===== Stored rows =====

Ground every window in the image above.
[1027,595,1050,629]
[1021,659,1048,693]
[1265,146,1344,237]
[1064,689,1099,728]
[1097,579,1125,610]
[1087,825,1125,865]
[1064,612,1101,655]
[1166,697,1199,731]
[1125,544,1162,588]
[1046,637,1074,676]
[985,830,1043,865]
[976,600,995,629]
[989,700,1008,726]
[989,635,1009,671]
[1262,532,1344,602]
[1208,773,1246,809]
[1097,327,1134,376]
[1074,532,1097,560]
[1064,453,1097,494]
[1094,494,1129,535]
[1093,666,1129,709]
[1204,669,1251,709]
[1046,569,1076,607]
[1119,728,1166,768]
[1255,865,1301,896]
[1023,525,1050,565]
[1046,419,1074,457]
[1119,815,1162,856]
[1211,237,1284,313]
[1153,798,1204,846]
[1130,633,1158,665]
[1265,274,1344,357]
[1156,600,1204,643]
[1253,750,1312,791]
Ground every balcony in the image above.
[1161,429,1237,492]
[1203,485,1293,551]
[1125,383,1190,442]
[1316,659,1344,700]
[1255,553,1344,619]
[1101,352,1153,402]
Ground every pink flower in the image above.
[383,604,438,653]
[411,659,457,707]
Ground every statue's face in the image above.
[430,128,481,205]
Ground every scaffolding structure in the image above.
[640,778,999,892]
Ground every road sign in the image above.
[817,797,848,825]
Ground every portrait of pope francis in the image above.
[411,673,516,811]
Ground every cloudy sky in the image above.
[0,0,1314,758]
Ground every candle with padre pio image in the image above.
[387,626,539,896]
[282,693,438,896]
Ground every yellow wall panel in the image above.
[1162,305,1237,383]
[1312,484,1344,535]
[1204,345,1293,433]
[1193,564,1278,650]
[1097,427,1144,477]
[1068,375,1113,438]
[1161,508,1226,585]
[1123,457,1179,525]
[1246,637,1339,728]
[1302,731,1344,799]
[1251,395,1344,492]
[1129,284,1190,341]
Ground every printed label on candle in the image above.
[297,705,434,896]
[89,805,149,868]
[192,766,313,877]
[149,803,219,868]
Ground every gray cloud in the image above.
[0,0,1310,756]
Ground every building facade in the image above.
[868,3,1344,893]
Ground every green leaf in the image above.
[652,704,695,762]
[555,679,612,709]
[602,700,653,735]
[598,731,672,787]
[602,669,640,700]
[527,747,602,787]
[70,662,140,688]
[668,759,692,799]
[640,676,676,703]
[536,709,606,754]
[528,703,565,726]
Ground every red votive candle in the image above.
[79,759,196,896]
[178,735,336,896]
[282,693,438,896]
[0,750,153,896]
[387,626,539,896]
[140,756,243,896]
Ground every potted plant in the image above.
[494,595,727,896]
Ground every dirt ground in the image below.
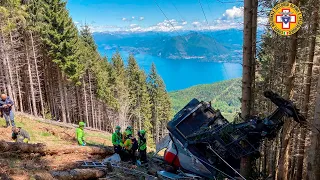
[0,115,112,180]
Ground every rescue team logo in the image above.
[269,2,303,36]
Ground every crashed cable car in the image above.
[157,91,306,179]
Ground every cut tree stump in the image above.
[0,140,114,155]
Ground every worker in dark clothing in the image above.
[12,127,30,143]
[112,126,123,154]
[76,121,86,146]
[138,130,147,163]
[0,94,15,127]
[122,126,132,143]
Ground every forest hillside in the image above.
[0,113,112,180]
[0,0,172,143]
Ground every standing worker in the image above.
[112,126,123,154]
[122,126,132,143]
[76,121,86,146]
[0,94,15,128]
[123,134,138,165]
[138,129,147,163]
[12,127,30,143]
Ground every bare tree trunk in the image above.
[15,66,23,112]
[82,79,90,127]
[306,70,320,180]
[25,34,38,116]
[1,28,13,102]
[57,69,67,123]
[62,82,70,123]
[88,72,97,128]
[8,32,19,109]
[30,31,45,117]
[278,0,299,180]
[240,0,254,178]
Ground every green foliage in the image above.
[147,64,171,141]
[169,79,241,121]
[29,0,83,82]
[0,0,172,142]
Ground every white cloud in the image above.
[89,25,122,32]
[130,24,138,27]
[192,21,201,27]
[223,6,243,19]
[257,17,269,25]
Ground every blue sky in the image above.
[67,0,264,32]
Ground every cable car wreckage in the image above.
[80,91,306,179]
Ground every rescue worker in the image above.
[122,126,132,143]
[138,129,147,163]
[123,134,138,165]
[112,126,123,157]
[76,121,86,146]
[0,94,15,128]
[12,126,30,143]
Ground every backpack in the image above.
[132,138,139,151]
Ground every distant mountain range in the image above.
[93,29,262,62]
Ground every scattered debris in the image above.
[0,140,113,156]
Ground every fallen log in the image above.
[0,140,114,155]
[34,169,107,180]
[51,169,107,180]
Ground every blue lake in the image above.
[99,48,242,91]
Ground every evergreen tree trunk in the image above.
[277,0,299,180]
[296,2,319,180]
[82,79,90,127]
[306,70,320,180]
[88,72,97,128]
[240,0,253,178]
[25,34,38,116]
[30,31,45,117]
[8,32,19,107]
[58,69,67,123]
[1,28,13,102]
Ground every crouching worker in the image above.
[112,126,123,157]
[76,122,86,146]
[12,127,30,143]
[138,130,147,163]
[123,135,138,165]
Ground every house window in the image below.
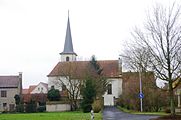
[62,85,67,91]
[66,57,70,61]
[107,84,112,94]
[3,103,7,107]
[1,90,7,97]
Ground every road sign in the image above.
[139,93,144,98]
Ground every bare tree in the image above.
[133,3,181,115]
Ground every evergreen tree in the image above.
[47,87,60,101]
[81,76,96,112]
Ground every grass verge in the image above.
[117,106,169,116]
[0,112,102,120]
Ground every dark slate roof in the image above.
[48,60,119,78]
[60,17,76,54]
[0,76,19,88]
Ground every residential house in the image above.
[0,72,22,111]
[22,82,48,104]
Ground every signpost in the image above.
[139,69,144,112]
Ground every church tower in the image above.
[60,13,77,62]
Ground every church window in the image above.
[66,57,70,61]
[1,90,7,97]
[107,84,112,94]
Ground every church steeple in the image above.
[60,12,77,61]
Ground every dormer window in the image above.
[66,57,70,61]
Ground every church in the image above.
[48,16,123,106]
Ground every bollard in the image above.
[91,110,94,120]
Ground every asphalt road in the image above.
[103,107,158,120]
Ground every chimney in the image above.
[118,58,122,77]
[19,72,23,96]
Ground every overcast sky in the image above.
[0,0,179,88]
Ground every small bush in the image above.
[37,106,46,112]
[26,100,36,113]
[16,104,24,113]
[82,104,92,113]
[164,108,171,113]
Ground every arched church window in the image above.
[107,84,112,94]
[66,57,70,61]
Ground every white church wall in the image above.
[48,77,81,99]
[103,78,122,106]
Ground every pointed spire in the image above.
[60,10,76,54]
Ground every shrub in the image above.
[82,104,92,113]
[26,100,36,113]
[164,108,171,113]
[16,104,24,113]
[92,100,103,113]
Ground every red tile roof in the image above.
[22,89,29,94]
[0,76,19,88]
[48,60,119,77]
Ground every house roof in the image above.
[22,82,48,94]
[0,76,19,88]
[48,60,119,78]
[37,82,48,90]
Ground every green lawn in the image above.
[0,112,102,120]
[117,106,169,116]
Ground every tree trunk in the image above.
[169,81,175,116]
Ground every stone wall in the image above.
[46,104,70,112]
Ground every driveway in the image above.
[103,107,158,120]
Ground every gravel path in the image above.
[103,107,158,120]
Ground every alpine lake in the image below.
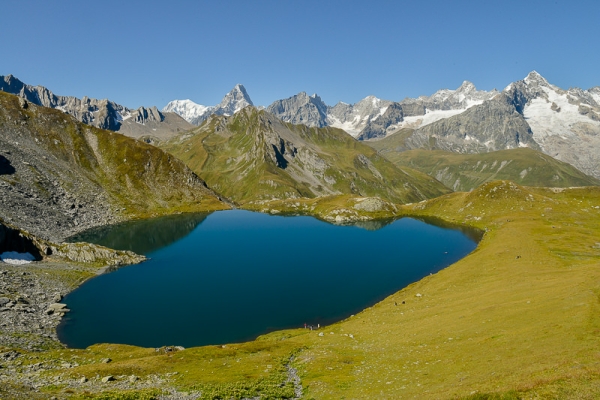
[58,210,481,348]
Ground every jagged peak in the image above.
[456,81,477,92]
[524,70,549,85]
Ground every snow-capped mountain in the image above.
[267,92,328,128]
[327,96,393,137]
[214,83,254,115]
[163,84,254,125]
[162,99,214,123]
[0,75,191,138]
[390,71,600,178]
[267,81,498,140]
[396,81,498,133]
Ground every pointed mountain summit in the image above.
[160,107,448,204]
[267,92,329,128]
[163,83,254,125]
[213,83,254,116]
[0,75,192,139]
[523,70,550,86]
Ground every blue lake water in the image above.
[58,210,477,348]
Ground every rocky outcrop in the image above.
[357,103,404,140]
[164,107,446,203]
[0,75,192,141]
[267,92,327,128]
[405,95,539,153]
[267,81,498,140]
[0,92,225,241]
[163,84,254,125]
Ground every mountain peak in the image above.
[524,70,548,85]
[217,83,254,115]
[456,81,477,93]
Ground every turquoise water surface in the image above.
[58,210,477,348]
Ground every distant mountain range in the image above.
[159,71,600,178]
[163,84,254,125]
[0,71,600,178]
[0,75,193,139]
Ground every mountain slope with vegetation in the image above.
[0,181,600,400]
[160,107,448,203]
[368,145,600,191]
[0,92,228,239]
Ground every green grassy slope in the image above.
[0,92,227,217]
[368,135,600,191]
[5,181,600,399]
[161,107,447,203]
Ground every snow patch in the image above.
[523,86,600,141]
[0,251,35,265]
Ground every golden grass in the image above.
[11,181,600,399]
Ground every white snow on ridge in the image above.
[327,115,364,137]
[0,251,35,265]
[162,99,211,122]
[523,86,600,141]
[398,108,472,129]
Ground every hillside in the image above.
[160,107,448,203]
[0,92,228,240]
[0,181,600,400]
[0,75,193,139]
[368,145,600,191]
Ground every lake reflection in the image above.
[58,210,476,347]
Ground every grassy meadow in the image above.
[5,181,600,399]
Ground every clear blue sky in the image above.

=====

# Stated task
Extract the closing run of lines, starting with the one containing "Ground every turquoise" and ending at the last, exactly as written.

# Response to the task
Ground every turquoise water surface in the image above.
[58,210,477,348]
Ground every distant mountain range in the image above.
[159,71,600,178]
[163,84,254,125]
[0,71,600,178]
[0,75,193,139]
Ground every mountain slope with vegetation in the image above.
[0,181,600,400]
[160,107,448,203]
[368,145,600,191]
[0,92,228,239]
Ground every green grassy slope in the image above.
[0,92,227,217]
[368,135,600,191]
[5,181,600,399]
[161,107,447,203]
Ground every snow patch in the image above.
[523,86,600,141]
[0,251,35,265]
Ground every golden grass in the image above.
[11,181,600,399]
Ground every white snow on ridge in the image above.
[327,115,364,137]
[0,251,35,265]
[162,99,211,122]
[523,86,600,141]
[398,108,472,129]
Ground every hillside in the image above.
[160,107,448,203]
[0,92,228,240]
[0,181,600,400]
[0,75,193,139]
[368,145,600,191]
Ground every lake reflection in the image above.
[58,210,476,347]
Ground every grassy meadow in the image above.
[5,181,600,399]
Ground every clear blue sky in the image above.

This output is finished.